• **YOUR GOAL**
Please count the lines in the listing below that contain the string "surface", treating uppercase and lowercase as different, and reply with the number alone.
··· INPUT DATA ···
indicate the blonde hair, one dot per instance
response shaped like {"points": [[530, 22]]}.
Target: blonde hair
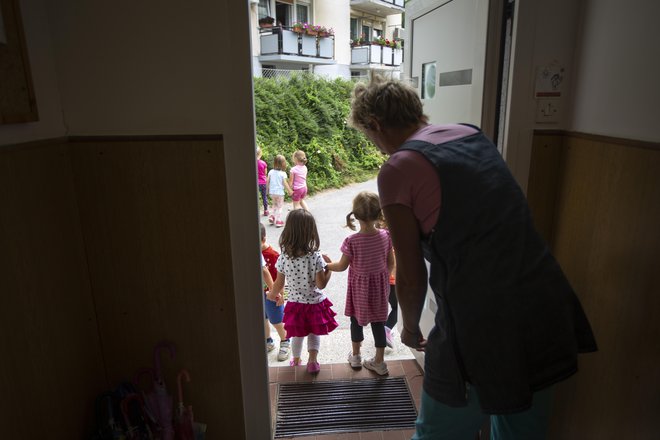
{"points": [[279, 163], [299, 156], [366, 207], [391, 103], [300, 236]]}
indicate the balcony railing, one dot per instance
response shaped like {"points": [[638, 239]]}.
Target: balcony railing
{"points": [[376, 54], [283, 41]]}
···
··· INPUT DATA ···
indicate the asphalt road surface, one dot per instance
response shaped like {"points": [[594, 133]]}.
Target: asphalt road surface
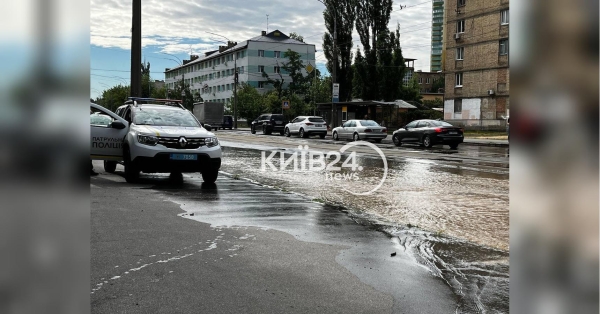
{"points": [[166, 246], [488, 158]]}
···
··· INPUT DATA ···
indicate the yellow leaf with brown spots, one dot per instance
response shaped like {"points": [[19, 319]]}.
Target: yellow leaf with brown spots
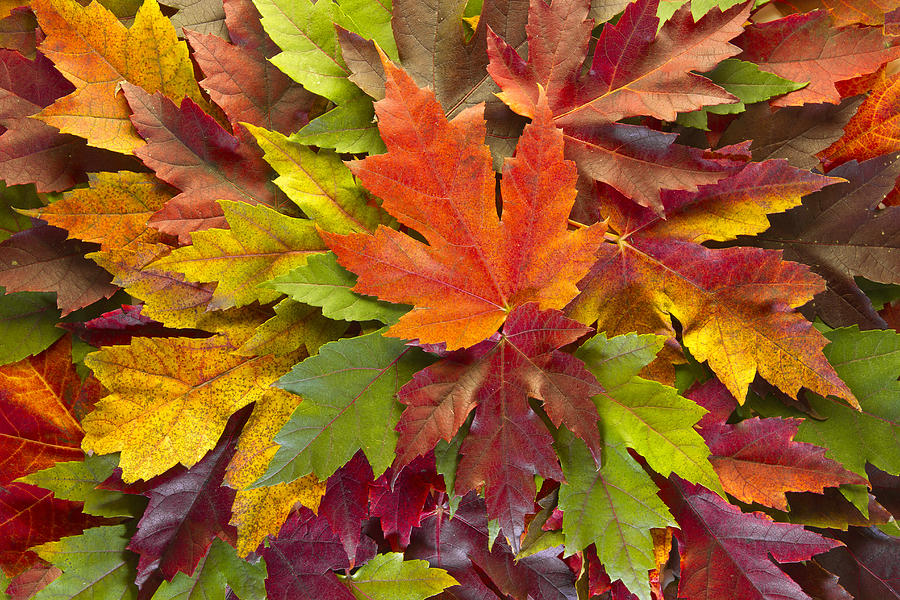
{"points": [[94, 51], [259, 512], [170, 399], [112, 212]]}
···
• **RESULT**
2